** RECORDS TO USE follows **

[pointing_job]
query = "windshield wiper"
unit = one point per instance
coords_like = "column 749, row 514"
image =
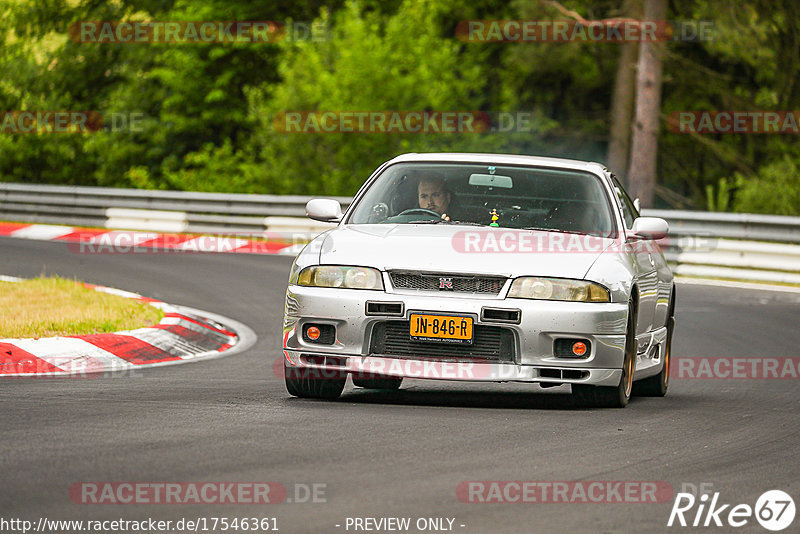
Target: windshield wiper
column 558, row 230
column 444, row 221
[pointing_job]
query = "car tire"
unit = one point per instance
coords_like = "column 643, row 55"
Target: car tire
column 378, row 382
column 613, row 396
column 312, row 383
column 656, row 386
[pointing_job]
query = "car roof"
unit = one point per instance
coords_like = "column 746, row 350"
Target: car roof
column 502, row 159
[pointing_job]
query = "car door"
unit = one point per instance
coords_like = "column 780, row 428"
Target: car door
column 645, row 257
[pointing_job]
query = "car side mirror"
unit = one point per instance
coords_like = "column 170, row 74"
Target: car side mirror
column 324, row 209
column 649, row 228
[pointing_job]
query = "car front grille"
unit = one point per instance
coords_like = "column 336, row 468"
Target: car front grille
column 440, row 282
column 392, row 338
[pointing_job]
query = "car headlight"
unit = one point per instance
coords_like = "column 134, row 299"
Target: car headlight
column 340, row 276
column 530, row 287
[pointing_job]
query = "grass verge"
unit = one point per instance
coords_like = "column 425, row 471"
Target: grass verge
column 46, row 307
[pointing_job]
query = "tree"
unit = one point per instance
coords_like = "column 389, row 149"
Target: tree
column 647, row 119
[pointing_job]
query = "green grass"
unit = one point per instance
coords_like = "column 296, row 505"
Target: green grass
column 46, row 307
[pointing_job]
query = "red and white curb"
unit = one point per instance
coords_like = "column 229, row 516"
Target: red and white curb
column 104, row 241
column 183, row 335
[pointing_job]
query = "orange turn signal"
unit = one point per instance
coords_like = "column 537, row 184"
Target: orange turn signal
column 314, row 333
column 579, row 348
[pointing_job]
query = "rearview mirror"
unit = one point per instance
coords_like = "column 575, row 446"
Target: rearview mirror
column 324, row 209
column 649, row 228
column 491, row 180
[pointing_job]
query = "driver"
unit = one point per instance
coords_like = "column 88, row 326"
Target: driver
column 432, row 194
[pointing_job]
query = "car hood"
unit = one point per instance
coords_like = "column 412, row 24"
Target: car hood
column 462, row 249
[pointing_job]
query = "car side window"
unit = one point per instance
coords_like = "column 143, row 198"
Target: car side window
column 629, row 212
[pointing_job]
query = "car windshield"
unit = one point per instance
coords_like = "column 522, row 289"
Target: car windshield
column 487, row 195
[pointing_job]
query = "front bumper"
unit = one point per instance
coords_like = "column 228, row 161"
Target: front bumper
column 531, row 359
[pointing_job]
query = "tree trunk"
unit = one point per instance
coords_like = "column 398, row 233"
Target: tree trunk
column 644, row 139
column 623, row 99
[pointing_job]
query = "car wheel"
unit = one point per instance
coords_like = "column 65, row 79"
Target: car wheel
column 313, row 383
column 656, row 386
column 616, row 396
column 378, row 382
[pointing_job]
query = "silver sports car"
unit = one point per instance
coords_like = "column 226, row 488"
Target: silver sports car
column 483, row 267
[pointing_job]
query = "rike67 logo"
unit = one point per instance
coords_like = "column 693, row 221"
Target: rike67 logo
column 774, row 510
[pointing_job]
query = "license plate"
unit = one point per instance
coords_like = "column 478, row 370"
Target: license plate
column 441, row 328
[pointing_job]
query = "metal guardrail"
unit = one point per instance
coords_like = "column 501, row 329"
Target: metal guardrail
column 725, row 245
column 202, row 212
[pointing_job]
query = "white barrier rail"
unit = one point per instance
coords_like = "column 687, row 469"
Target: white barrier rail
column 725, row 245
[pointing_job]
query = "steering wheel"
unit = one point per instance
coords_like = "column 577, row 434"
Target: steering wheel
column 419, row 210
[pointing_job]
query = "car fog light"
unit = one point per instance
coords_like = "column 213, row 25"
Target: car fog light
column 313, row 333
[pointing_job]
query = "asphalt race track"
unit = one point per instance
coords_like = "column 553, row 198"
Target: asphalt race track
column 383, row 455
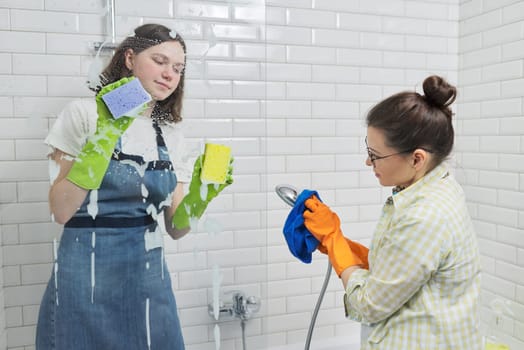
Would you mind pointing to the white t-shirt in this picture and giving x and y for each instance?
(77, 122)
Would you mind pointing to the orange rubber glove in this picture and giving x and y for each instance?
(325, 226)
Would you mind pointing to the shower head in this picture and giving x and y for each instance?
(287, 193)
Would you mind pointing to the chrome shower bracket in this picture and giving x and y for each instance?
(110, 44)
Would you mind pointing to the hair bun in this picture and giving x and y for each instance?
(438, 91)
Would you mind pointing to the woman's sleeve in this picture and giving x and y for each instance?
(74, 124)
(404, 261)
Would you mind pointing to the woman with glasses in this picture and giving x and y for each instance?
(421, 290)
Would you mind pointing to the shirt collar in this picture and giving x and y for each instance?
(402, 195)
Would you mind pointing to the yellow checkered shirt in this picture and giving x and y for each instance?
(422, 289)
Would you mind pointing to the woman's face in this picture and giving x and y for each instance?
(395, 169)
(158, 68)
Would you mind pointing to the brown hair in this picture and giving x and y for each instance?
(410, 120)
(148, 35)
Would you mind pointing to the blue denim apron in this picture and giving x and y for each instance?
(110, 288)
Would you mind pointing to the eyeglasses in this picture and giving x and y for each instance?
(373, 157)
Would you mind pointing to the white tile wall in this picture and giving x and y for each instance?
(491, 57)
(287, 84)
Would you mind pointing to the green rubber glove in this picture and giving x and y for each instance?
(92, 162)
(195, 202)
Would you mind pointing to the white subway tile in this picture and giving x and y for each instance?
(92, 6)
(482, 57)
(382, 41)
(480, 195)
(357, 196)
(498, 179)
(288, 72)
(359, 57)
(309, 91)
(232, 108)
(289, 146)
(511, 199)
(199, 49)
(311, 54)
(233, 70)
(470, 42)
(287, 109)
(68, 86)
(513, 50)
(422, 43)
(405, 25)
(443, 61)
(426, 10)
(481, 23)
(502, 107)
(232, 32)
(290, 3)
(511, 162)
(30, 150)
(44, 21)
(35, 273)
(512, 87)
(359, 22)
(335, 109)
(349, 92)
(510, 272)
(41, 232)
(7, 150)
(502, 35)
(275, 15)
(192, 9)
(255, 13)
(288, 35)
(310, 127)
(501, 144)
(11, 274)
(336, 5)
(384, 7)
(335, 38)
(264, 53)
(33, 191)
(513, 13)
(21, 85)
(5, 63)
(467, 144)
(482, 161)
(497, 215)
(382, 76)
(309, 163)
(334, 180)
(208, 89)
(498, 285)
(443, 28)
(63, 43)
(25, 212)
(311, 18)
(399, 59)
(481, 92)
(485, 229)
(470, 8)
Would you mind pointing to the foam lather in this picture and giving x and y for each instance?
(126, 100)
(216, 163)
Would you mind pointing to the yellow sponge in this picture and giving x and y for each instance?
(216, 163)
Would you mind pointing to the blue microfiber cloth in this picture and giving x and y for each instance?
(300, 241)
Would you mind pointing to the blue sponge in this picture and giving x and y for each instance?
(126, 100)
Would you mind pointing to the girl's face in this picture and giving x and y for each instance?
(396, 168)
(158, 68)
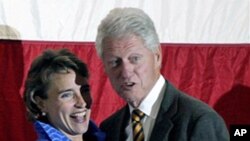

** End of RECORDS TO USE **

## [WHAT IS REQUIRED]
Please output every record above exactly. Leave the pictures out.

## [WRITTEN RESPONSE]
[pointing_job]
query = "windshield wiper"
unit = one point per instance
coords_like = "column 749, row 514"
image =
Target: windshield wiper
column 558, row 230
column 444, row 221
[pointing_job]
query = "car tire"
unit = one point per instance
coords_like = "column 643, row 55"
Target: car tire
column 378, row 382
column 613, row 396
column 312, row 383
column 656, row 386
[pointing_job]
query = "car roof"
unit = one point per instance
coords_like = "column 746, row 350"
Target: car roof
column 502, row 159
[pointing_job]
query = "car door"
unit = one point per instance
coords_like = "column 780, row 428"
Target: car door
column 645, row 257
[pointing_job]
query = "car side mirror"
unit = one point per instance
coords_like = "column 170, row 74"
Target: car side mirror
column 324, row 209
column 649, row 228
[pointing_job]
query = "car front grille"
unit = one point per instance
coords_like = "column 336, row 468"
Target: car front grille
column 440, row 282
column 392, row 338
[pointing_job]
query = "car headlight"
unit = one point per instance
coords_like = "column 134, row 299"
Target: car headlight
column 340, row 276
column 530, row 287
[pointing_job]
query = "grass verge"
unit = one point per instance
coords_like = "column 425, row 471"
Target: grass verge
column 46, row 307
[pointing_job]
query = "tree"
unit = one point per instance
coords_like = "column 389, row 149"
Target: tree
column 647, row 119
[pointing_job]
query = "green grass"
unit = one point per instance
coords_like = "column 296, row 505"
Target: green grass
column 46, row 307
[pointing_job]
query = "red and white curb"
unit = one point per instance
coords_like = "column 229, row 516"
Target: red and white curb
column 104, row 241
column 183, row 335
[pointing_job]
query = "orange turn signal"
unit = one point per instance
coords_like = "column 537, row 184"
Target: orange turn signal
column 314, row 333
column 579, row 348
[pointing_job]
query = "rearview mirror"
unit = one point per instance
coords_like = "column 575, row 446"
Target: rearview mirror
column 324, row 209
column 649, row 228
column 491, row 180
[pointing_job]
query = "driver"
unit = one point per instance
coords_like = "column 88, row 326"
Target: driver
column 432, row 194
[pointing_job]
query = "car hood"
unit = one point per instance
coords_like = "column 412, row 24"
Target: car hood
column 462, row 249
[pointing_job]
query = "car side window"
unit = one point per instance
coords_like = "column 143, row 198"
Target: car side window
column 629, row 212
[pointing_job]
query = "car windshield"
unit = one point per instance
coords_like = "column 522, row 289"
Target: car windshield
column 487, row 195
[pointing_job]
query = "front bumper"
unit = one point per instance
coords_like = "column 228, row 161"
Target: front bumper
column 531, row 359
[pointing_job]
query = "tree trunk"
unit = one point per instance
coords_like = "column 398, row 233"
Target: tree trunk
column 644, row 139
column 623, row 99
[pointing_job]
query = "car wheel"
unit = one point per instance
coords_like = "column 65, row 79"
Target: car wheel
column 313, row 383
column 656, row 386
column 616, row 396
column 378, row 382
[pointing_job]
query = "silver sports car"
unit = one point per instance
coords_like = "column 226, row 488"
Target: silver sports car
column 483, row 267
[pointing_job]
query = "rike67 logo"
unit = one point per instance
coords_like = "column 693, row 221"
Target: rike67 logo
column 774, row 510
[pointing_job]
query = "license plate"
unit = one point per instance
coords_like = "column 478, row 370"
Target: license plate
column 441, row 328
[pointing_job]
query = "metal guardrail"
unit = one point per instance
coords_like = "column 501, row 329"
Target: metal guardrail
column 725, row 245
column 202, row 212
[pointing_job]
query = "white barrier rail"
unit = one point per instance
coords_like = "column 687, row 469"
Target: white barrier rail
column 725, row 245
[pointing_job]
query = "steering wheel"
unit = one point per instance
coords_like = "column 577, row 434"
Target: steering wheel
column 419, row 210
[pointing_job]
query = "car fog light"
unit = one point per instance
coords_like = "column 213, row 25"
Target: car fog light
column 313, row 333
[pointing_job]
query = "asphalt race track"
unit = one point per instance
coords_like = "column 553, row 198"
Target: asphalt race track
column 383, row 455
Would you mind pointing to the white t-shirt in this picture and giving x and y for each instance?
(77, 122)
Would you mind pointing to the orange rubber glove in this picture and giving x and y for each instance?
(325, 226)
Would you mind pointing to the shower head in this picture and giving x and y for each instance?
(287, 193)
Would you mind pointing to the chrome shower bracket in this picture and giving x and y for each instance?
(110, 44)
Would you mind pointing to the hair bun in this picture and giving x and y for each instance?
(438, 91)
Would you mind pointing to the woman's sleeve in this picture and giving x and y for each instance?
(74, 124)
(404, 261)
Would you mind pointing to the woman with glasses in this picture and giving x and y for each instance?
(421, 290)
Would you mind pointing to the shirt collar in this picture and giving x and y for each instance?
(402, 195)
Would you mind pointing to the yellow checkered shirt in this picture and giving x and y for each instance?
(422, 289)
Would you mind pointing to the woman's face in this picture and giving x and y for each instance?
(395, 169)
(158, 68)
Would you mind pointing to the brown hair in this picture and giving x and y for each instance?
(410, 120)
(148, 35)
Would you mind pointing to the blue denim apron in this picture and giving x and y for each instance?
(110, 288)
Would you mind pointing to the eyeglasses in this picture and giving x and y for each instance?
(373, 157)
Would you mind pointing to the white tile wall in this picture and giving x and y for each instance?
(491, 57)
(287, 84)
Would you mind pointing to the green rubber glove in this picture and giving x and y for each instance?
(92, 162)
(195, 202)
Would you mind pointing to the white subway tile in this picture and giving x and y for each instance?
(92, 6)
(482, 57)
(382, 41)
(480, 195)
(357, 196)
(498, 179)
(288, 72)
(359, 57)
(309, 91)
(232, 108)
(289, 146)
(511, 199)
(199, 49)
(311, 54)
(233, 70)
(470, 42)
(287, 109)
(68, 86)
(513, 50)
(422, 43)
(405, 25)
(443, 61)
(426, 10)
(481, 23)
(502, 107)
(232, 32)
(290, 3)
(511, 162)
(30, 150)
(44, 21)
(35, 273)
(512, 87)
(359, 22)
(335, 109)
(349, 92)
(510, 272)
(41, 232)
(7, 150)
(502, 35)
(275, 15)
(192, 9)
(255, 13)
(288, 35)
(310, 127)
(501, 144)
(11, 274)
(336, 5)
(384, 7)
(335, 38)
(264, 53)
(33, 191)
(513, 13)
(21, 85)
(5, 63)
(467, 144)
(482, 161)
(497, 215)
(382, 76)
(309, 163)
(334, 180)
(208, 89)
(498, 285)
(443, 28)
(63, 43)
(25, 212)
(311, 18)
(399, 59)
(481, 92)
(485, 229)
(470, 8)
Would you mind pointing to the foam lather in this picture and giving x and y for each instance?
(126, 100)
(216, 163)
Would you mind pointing to the yellow sponge in this picture and giving x and y for each instance?
(216, 163)
Would you mind pointing to the blue microfiber cloth in this picture and giving x and y for each instance?
(300, 241)
Would you mind pointing to the blue sponge in this picture and giving x and y for each instance?
(126, 100)
Would you mind pointing to the girl's face in this picture and giving x and y for each instance?
(396, 168)
(158, 68)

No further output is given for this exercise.